* Tareas por realizar *
1. Copie el fragmento del texto que comienza en "JORGE MARTÍNEZ MEJÍA" y termina en "(2666, R. Bolaño)".
2. Traduzca al inglés la siguiente oración del texto: "Es muy poco lo que nos puede sorprender."

* Página *
JORGE MARTÍNEZ MEJÍA
Pensó Archimboldi que la Historia, que es una puta sencilla,
no tiene momentos determinantes sino que es una proliferación de instantes,
de brevedades que compiten entre sí en monstruosidad.
no tiene momentos determinantes sino que es una proliferación de instantes,
de brevedades que compiten entre sí en monstruosidad.
(2666, R. Bolaño)
Aunque podría parecer del todo sospechoso que un autor dijera que escribe para no decir nada, lo cierto es que cada cosa que se dice no la dice nadie en particular, sino una época. Más en nuestro tiempo en el que confluyen el pensamiento de todas las épocas, las experiencias de todas las culturas y las voces de todos los hombres de manera tan vertiginosa. Es muy poco lo que nos puede sorprender. De este modo, mostrarse demasiado empático con determinados rasgos conocidos por la experiencia humana, no es otra cosa más que eso, una enfermiza y particular empatía, la necesidad de vivir la experiencia vivida por otros en otro tiempo. Esta situación contemporánea ya ha sido descrita con precisión tanto por Jean François Lyotard, Michel Foucault, Jean Baudrilard, G. Deleuze, entre otros. Es una sensación de girar en círculos cada vez más concéntricos en los que la experiencia personal es solamente un reflejo y la vida Real se torna más hueca cuando se tiene mayor conciencia de la propia existencia.

* Información mostrada *
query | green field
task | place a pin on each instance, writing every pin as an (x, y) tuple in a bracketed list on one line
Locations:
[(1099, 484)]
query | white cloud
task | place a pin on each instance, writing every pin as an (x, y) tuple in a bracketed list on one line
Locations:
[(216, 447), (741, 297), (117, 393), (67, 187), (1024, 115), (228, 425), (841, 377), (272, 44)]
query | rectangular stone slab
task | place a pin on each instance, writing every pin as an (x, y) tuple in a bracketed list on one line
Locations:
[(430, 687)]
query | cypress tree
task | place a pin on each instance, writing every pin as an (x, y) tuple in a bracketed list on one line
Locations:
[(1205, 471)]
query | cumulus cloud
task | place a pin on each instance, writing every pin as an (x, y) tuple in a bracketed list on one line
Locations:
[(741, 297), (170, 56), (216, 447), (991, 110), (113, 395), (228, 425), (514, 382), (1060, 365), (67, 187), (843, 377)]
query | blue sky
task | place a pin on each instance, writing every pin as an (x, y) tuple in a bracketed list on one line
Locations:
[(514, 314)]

* Soluciones en orden *
1.
JORGE MARTÍNEZ MEJÍA
Pensó Archimboldi que la Historia, que es una puta sencilla,
no tiene momentos determinantes sino que es una proliferación de instantes,
de brevedades que compiten entre sí en monstruosidad.
no tiene momentos determinantes sino que es una proliferación de instantes,
de brevedades que compiten entre sí en monstruosidad.
(2666, R. Bolaño)

2. Very little can surprise us.